Document segment -

-- Opening Marker --

The Big Idea: Oliver K. Langmead

Punching billionaires: Can it be done? Should it be done? In this Big Idea for Glitterati, author Oliver K. Langmead offers a mechanism for it that is (probably) unlikely to get one landed in jail for it.


Capitalism isn’t working too well right now, and one of the most grotesque symptoms of the failing system is the rise of the billionaire class. We are, in many ways, subject to their whims – helplessly watching as they launch themselves into space and get themselves elected into offices they are in no way suited for. I, for one, am weary of them.

Drag culture has an absolutely gorgeous way of satirising wealth. It glorifies the opulence and glamour, while punching up at the power structures that make for gross inequality. When I sat down to write Glitterati, I wanted to use that same kind of satire to express my weariness with billionaires. So, I wrote a book about stupid, weird rich people and why they shouldn’t exist.

-- Closing Marker --

Information supplied -
-- Opening Marker --

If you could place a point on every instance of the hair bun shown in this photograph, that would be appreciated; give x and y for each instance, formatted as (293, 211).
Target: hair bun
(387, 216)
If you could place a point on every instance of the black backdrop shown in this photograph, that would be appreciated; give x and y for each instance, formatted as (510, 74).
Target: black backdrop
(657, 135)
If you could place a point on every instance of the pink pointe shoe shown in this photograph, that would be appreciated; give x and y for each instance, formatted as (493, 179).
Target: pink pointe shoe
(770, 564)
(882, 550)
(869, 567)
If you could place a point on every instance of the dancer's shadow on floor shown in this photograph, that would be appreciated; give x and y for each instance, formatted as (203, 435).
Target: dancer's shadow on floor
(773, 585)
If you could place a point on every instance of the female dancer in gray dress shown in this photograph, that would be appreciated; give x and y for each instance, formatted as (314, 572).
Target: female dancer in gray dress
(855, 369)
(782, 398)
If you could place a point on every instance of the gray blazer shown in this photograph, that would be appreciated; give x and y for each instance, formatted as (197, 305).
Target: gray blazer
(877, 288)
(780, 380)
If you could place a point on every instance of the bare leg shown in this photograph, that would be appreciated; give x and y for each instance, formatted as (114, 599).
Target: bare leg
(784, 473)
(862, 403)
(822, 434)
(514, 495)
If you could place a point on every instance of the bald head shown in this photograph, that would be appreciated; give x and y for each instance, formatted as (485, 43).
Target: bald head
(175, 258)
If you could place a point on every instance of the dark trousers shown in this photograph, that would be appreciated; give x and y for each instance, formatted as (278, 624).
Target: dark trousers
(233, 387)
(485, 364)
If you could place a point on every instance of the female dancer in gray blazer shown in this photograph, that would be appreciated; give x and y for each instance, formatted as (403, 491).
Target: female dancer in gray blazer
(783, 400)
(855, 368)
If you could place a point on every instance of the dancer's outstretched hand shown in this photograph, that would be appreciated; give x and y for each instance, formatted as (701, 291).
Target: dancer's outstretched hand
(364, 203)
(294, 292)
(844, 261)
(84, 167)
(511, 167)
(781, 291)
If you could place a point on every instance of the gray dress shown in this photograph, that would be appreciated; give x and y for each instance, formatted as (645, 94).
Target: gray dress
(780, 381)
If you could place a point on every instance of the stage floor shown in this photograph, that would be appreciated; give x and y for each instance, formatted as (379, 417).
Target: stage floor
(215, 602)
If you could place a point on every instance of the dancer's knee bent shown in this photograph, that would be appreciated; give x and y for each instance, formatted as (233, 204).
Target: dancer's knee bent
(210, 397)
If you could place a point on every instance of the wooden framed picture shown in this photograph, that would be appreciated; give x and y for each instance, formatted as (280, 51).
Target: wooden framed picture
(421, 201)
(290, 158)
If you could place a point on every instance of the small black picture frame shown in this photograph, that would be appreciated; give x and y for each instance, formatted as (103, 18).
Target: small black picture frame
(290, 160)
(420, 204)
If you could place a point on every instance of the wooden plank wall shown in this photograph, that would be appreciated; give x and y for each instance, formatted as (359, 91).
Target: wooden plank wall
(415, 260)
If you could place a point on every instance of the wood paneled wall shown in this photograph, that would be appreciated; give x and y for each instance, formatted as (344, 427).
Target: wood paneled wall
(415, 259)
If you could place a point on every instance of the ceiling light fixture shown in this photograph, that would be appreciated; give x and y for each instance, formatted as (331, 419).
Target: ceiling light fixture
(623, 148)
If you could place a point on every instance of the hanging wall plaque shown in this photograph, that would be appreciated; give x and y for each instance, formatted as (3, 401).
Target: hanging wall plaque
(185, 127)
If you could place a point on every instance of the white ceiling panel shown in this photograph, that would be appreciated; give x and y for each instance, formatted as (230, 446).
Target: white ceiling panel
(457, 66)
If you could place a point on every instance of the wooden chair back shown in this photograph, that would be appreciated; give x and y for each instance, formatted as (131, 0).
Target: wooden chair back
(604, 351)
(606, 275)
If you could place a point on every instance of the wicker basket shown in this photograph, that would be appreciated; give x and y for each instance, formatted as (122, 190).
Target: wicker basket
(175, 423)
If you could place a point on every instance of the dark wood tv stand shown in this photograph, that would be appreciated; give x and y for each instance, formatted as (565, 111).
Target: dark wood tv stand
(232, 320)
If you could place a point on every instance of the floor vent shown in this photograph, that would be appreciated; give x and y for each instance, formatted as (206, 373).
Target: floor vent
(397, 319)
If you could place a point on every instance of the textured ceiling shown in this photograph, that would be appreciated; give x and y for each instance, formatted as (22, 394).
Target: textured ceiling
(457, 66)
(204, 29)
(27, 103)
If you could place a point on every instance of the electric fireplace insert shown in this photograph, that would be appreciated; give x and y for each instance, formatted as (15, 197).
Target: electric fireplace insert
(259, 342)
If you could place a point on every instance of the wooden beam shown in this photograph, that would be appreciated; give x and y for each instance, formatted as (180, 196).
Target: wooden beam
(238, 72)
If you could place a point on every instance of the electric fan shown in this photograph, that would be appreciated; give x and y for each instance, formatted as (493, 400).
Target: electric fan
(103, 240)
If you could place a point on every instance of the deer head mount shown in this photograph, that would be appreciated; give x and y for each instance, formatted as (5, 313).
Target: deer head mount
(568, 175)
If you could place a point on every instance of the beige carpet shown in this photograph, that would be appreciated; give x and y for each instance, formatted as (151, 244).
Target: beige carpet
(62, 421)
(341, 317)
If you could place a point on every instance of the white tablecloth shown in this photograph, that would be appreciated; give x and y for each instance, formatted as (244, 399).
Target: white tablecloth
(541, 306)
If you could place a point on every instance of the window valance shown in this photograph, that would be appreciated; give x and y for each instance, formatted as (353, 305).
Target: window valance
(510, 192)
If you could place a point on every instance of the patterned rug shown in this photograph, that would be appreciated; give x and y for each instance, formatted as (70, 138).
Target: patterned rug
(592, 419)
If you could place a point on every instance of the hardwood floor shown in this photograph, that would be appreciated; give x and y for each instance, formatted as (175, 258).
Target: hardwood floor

-- Closing Marker --

Task details -
Repeat the Glitterati essay in full, word for word. The lines above come from a different source than the Glitterati essay.

Output for this task -
The Big Idea: Oliver K. Langmead

Punching billionaires: Can it be done? Should it be done? In this Big Idea for Glitterati, author Oliver K. Langmead offers a mechanism for it that is (probably) unlikely to get one landed in jail for it.


Capitalism isn’t working too well right now, and one of the most grotesque symptoms of the failing system is the rise of the billionaire class. We are, in many ways, subject to their whims – helplessly watching as they launch themselves into space and get themselves elected into offices they are in no way suited for. I, for one, am weary of them.

Drag culture has an absolutely gorgeous way of satirising wealth. It glorifies the opulence and glamour, while punching up at the power structures that make for gross inequality. When I sat down to write Glitterati, I wanted to use that same kind of satire to express my weariness with billionaires. So, I wrote a book about stupid, weird rich people and why they shouldn’t exist.